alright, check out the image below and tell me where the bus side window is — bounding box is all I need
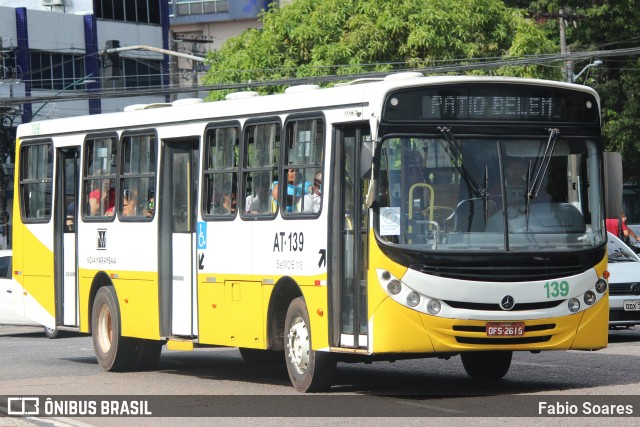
[241,121,280,217]
[283,118,324,216]
[203,125,239,219]
[82,136,117,219]
[119,133,157,220]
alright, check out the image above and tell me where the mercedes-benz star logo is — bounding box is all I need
[501,295,515,311]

*****

- [Task to carry out]
Please repeat every record exactly as it stands, leaving out any pictures.

- [Exercise response]
alright, check out the image below and tell me where the bus side window is — bounding box is all I need
[241,121,280,217]
[283,118,324,216]
[203,125,239,219]
[82,136,117,219]
[119,133,157,220]
alright, check out the image above and tell me where the mercedes-benz star logo is — bounding box is all I need
[501,295,515,311]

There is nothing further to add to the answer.